▶ _Problem description_: Reproduce each of the records below word for word, keeping every line in its original order.

--- begin Raw records ---

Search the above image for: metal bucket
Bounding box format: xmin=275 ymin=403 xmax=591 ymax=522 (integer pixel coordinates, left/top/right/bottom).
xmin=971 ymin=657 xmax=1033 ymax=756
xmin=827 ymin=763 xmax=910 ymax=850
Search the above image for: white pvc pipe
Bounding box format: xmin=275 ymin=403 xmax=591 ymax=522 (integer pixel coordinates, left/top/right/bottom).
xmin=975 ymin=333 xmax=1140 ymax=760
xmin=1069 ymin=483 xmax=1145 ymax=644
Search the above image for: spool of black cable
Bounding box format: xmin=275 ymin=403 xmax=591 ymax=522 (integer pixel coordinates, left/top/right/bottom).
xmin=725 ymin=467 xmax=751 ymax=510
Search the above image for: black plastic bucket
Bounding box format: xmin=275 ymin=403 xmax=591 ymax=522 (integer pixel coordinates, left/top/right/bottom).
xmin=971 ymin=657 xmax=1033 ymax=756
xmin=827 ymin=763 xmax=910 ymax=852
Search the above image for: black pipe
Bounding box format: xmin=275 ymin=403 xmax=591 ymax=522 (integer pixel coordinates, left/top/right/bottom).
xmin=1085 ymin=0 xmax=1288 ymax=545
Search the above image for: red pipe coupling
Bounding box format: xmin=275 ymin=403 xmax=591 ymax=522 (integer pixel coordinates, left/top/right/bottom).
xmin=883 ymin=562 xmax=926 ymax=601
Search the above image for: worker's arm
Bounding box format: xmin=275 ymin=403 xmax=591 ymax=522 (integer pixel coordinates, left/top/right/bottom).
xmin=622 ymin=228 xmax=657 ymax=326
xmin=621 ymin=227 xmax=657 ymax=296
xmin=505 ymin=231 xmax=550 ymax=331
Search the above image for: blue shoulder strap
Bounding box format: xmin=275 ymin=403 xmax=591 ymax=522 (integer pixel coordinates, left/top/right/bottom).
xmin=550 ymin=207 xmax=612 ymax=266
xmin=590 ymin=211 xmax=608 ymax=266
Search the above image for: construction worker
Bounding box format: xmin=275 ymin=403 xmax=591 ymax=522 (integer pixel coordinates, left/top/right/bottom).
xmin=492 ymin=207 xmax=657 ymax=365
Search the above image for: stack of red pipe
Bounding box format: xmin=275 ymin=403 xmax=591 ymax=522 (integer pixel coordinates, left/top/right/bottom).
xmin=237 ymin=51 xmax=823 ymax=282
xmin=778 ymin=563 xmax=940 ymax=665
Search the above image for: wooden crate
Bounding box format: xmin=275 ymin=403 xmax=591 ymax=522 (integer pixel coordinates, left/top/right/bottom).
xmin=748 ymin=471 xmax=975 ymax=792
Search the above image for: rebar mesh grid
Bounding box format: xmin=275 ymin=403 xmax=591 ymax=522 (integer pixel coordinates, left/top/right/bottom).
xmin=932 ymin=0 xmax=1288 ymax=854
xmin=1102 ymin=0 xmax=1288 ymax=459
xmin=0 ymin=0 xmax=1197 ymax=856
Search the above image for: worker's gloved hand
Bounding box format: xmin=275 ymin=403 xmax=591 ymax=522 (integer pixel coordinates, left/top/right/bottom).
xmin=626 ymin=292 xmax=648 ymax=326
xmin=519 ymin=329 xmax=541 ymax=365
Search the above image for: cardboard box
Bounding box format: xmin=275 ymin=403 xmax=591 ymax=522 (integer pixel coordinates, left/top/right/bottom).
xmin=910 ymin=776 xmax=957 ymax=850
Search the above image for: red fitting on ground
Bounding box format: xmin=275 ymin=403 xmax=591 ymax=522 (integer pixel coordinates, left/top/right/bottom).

--- end Raw records ---

▶ _Expected output_:
Search the above image for: metal bucket
Bounding box format: xmin=275 ymin=403 xmax=591 ymax=522 (integer pixel coordinates, left/top/right/bottom).
xmin=971 ymin=657 xmax=1033 ymax=756
xmin=827 ymin=763 xmax=910 ymax=850
Search the above image for: white pvc pipe
Bounding box format: xmin=275 ymin=403 xmax=591 ymax=522 (integer pixel coordinates, left/top/right/bottom).
xmin=975 ymin=333 xmax=1140 ymax=760
xmin=1069 ymin=483 xmax=1145 ymax=644
Search the above image for: spool of black cable
Bounding box format: xmin=275 ymin=403 xmax=591 ymax=522 (integer pixel coordinates, left/top/right/bottom).
xmin=725 ymin=467 xmax=751 ymax=510
Search the above image for: black plastic bucket
Bounding box format: xmin=275 ymin=403 xmax=591 ymax=522 (integer pixel coordinates, left/top/right/bottom).
xmin=971 ymin=657 xmax=1033 ymax=756
xmin=827 ymin=763 xmax=910 ymax=852
Search the above image for: black pipe
Bounding box format: xmin=275 ymin=403 xmax=591 ymax=522 (integer pixel coordinates, left/top/right/bottom).
xmin=1085 ymin=0 xmax=1288 ymax=545
Search the above image for: red pipe coupling
Bounding box format: xmin=275 ymin=403 xmax=591 ymax=522 (integer pixel coordinates, left/top/right/bottom).
xmin=883 ymin=562 xmax=926 ymax=601
Search the above image for: worker's arm
Bounding box format: xmin=275 ymin=403 xmax=591 ymax=522 (integer pixel coordinates, left/top/right/bottom).
xmin=622 ymin=228 xmax=657 ymax=326
xmin=621 ymin=227 xmax=657 ymax=296
xmin=505 ymin=231 xmax=550 ymax=331
Search the above image for: blue shoulder strap
Bounding box format: xmin=275 ymin=403 xmax=591 ymax=522 (integer pixel coordinates, left/top/right/bottom).
xmin=550 ymin=207 xmax=612 ymax=266
xmin=590 ymin=211 xmax=608 ymax=266
Search the above image for: construction worker
Bounding box format: xmin=275 ymin=403 xmax=591 ymax=522 (integer pixel coordinates, left/top/right/bottom).
xmin=492 ymin=207 xmax=657 ymax=365
Search the above image for: stack of red pipe
Bounding box format: xmin=275 ymin=403 xmax=591 ymax=522 (integer pixel coordinates, left/top/right/bottom).
xmin=237 ymin=51 xmax=823 ymax=282
xmin=778 ymin=563 xmax=940 ymax=665
Search the above image for: wooden crate
Bounding box format: xmin=275 ymin=403 xmax=591 ymax=522 (integer pixel coordinates, left/top/right/bottom).
xmin=748 ymin=471 xmax=975 ymax=792
Search the above image for: rebar mesh grid
Bounding box format: xmin=275 ymin=403 xmax=591 ymax=522 (integer pixel coordinates, left/top/right/bottom).
xmin=932 ymin=0 xmax=1288 ymax=854
xmin=1102 ymin=0 xmax=1288 ymax=459
xmin=0 ymin=0 xmax=1197 ymax=856
Search the above image for: worker's gloved hand
Bounding box format: xmin=275 ymin=403 xmax=591 ymax=522 (integer pixel coordinates, left/top/right/bottom).
xmin=626 ymin=292 xmax=648 ymax=326
xmin=519 ymin=329 xmax=541 ymax=365
Search the above image for: cardboard box
Bounding box format: xmin=275 ymin=403 xmax=591 ymax=522 (integer pixel coordinates, left/top/right/bottom).
xmin=910 ymin=776 xmax=957 ymax=850
Search the above image for: red fitting on ground
Bounding box format: xmin=275 ymin=403 xmax=591 ymax=522 (integer pixel coordinates, left/top/right/bottom).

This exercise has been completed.